>>>

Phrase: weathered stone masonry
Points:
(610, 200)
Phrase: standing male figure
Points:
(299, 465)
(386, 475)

<<<

#### AIM
Reproduce every item above line for line, with no changes.

#### FINISHED TASK
Phrase: weathered stone masonry
Points:
(610, 200)
Phrase: standing male figure
Points:
(299, 465)
(386, 475)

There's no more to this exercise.